Reproduce verbatim the final portion of the material below, from the line containing "Mark the bronze" through its last line, and nothing else.

-- START OF STORED DATA --

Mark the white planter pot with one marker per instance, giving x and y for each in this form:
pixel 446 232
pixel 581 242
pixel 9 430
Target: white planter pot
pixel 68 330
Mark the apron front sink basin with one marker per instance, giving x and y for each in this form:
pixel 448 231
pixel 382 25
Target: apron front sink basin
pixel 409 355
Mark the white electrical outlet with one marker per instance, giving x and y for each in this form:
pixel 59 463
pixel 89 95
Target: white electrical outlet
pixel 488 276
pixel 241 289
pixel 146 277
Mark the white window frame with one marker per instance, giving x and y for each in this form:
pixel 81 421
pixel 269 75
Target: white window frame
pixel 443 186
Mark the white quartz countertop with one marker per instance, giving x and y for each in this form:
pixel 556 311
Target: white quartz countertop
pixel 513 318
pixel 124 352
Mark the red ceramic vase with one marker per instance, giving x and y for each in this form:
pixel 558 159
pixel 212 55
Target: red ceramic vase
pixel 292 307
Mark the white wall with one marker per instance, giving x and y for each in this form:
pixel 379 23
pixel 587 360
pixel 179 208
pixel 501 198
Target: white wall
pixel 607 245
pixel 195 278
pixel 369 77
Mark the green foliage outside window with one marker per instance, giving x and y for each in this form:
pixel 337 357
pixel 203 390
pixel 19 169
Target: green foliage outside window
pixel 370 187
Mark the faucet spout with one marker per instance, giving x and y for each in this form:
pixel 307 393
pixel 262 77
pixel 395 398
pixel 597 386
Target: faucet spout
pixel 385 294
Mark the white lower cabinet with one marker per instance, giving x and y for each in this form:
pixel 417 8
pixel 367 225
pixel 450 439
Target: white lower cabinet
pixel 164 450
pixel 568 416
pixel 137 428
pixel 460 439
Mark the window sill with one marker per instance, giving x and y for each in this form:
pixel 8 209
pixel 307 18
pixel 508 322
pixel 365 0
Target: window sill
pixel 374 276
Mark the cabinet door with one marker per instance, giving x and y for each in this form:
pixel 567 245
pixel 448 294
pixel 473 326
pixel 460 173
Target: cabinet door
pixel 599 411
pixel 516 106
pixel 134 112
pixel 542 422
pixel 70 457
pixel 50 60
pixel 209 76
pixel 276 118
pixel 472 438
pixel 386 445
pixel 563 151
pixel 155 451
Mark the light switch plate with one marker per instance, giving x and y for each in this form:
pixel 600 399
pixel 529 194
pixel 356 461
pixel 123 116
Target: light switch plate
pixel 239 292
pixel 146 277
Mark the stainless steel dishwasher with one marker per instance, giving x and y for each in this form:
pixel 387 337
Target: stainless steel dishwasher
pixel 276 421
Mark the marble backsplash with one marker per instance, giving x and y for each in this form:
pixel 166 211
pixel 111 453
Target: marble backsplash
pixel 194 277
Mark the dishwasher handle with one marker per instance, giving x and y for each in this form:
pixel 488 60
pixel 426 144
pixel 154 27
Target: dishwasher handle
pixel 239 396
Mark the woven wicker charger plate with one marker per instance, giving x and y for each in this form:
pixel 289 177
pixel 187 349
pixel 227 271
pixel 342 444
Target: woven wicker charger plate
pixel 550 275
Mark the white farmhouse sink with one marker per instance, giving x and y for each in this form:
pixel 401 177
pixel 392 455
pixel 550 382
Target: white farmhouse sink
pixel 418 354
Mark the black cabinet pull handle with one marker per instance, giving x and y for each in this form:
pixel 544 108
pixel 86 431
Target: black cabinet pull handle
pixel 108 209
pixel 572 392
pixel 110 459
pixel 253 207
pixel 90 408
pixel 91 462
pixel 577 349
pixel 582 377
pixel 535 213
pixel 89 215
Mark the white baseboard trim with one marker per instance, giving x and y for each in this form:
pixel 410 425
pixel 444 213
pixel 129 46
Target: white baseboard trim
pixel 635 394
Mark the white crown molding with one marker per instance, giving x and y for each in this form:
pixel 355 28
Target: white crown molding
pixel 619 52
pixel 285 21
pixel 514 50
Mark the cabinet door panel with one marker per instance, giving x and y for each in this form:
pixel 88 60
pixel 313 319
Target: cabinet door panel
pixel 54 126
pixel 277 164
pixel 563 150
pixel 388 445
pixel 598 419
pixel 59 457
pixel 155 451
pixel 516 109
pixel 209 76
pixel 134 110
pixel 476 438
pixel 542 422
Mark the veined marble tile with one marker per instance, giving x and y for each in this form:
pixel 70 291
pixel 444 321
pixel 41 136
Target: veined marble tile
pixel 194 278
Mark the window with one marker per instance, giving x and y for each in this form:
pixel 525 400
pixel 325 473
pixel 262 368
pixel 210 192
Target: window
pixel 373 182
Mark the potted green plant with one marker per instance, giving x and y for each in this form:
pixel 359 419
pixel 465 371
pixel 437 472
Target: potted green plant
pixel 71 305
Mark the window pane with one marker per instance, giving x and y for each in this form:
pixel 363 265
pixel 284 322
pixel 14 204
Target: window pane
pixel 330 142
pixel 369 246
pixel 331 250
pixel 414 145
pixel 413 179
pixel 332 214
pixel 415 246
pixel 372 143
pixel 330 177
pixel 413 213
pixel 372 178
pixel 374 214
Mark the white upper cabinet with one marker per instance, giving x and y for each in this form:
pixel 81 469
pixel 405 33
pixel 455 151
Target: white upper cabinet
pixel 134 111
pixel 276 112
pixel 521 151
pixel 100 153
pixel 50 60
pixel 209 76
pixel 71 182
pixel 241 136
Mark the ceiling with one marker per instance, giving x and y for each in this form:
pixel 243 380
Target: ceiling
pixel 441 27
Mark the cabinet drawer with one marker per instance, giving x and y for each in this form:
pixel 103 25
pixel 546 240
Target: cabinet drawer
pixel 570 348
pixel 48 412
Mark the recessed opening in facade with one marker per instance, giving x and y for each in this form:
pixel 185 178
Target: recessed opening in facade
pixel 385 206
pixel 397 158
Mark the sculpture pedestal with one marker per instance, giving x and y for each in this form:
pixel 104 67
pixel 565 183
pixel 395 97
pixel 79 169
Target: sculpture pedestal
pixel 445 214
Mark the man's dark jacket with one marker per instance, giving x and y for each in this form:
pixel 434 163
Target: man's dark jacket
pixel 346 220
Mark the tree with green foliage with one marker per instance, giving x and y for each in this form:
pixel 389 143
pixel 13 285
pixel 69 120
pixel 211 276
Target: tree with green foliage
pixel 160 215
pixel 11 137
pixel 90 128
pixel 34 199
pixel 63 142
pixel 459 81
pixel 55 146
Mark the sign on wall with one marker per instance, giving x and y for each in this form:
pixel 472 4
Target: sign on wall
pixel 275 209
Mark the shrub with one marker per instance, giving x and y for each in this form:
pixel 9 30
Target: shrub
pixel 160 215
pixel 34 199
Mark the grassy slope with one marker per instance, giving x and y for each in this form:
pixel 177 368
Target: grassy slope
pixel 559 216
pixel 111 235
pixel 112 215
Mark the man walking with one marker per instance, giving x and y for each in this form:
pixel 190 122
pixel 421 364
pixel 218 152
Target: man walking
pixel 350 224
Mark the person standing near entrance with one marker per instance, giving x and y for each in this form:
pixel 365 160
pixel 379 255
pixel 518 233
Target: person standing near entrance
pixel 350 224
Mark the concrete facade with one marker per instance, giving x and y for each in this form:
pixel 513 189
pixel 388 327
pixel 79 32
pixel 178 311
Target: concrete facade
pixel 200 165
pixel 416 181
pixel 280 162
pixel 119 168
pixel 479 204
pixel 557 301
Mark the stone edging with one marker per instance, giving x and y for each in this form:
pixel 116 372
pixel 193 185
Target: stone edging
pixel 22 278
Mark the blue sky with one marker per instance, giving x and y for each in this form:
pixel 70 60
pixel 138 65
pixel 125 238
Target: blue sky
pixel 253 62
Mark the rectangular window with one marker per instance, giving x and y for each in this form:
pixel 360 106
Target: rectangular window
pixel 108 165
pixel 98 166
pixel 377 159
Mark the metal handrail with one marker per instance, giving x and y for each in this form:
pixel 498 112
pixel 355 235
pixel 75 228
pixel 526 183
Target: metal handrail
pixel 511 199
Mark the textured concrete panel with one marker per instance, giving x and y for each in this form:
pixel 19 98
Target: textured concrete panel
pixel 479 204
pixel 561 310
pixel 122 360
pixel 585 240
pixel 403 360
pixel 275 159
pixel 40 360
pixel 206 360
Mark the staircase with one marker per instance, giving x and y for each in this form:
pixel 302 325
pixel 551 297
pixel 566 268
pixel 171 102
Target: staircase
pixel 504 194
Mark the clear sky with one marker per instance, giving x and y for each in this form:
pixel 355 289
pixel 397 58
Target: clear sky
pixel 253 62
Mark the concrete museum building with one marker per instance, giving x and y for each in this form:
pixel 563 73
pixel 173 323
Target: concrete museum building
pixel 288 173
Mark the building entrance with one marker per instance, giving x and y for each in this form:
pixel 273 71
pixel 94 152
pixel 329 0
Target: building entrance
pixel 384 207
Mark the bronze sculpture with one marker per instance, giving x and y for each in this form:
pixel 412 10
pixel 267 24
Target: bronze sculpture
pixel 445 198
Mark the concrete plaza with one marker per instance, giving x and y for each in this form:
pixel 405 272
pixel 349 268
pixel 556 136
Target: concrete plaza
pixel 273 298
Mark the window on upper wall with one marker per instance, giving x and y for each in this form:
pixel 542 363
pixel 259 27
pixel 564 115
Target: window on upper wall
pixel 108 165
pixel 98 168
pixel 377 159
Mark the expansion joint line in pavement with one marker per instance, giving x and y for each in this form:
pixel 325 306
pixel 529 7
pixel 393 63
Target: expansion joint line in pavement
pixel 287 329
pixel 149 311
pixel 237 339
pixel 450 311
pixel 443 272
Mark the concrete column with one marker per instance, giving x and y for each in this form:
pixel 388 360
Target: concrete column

-- END OF STORED DATA --

# PROBLEM SOLUTION:
Mark the bronze sculpture with one marker per instance, giving x and y for each in this form:
pixel 412 10
pixel 267 24
Target: bronze sculpture
pixel 445 198
Mark the concrete plaza with one marker per instance, giving x and y for each in this form:
pixel 405 272
pixel 349 268
pixel 556 136
Target: concrete plaza
pixel 273 298
Mark the window on upper wall with one marker per instance, giving x and y for each in this form:
pixel 542 363
pixel 259 27
pixel 564 115
Target: window on upper wall
pixel 108 165
pixel 98 168
pixel 377 159
Mark the expansion joint line in pavement with one marker per instance, giving x and y for each in this form:
pixel 325 306
pixel 529 7
pixel 393 63
Target: expansion joint line in pavement
pixel 287 329
pixel 149 311
pixel 237 339
pixel 450 311
pixel 443 272
Mark the concrete column with one marker per instance, giving x and y for each in this form:
pixel 388 360
Target: concrete column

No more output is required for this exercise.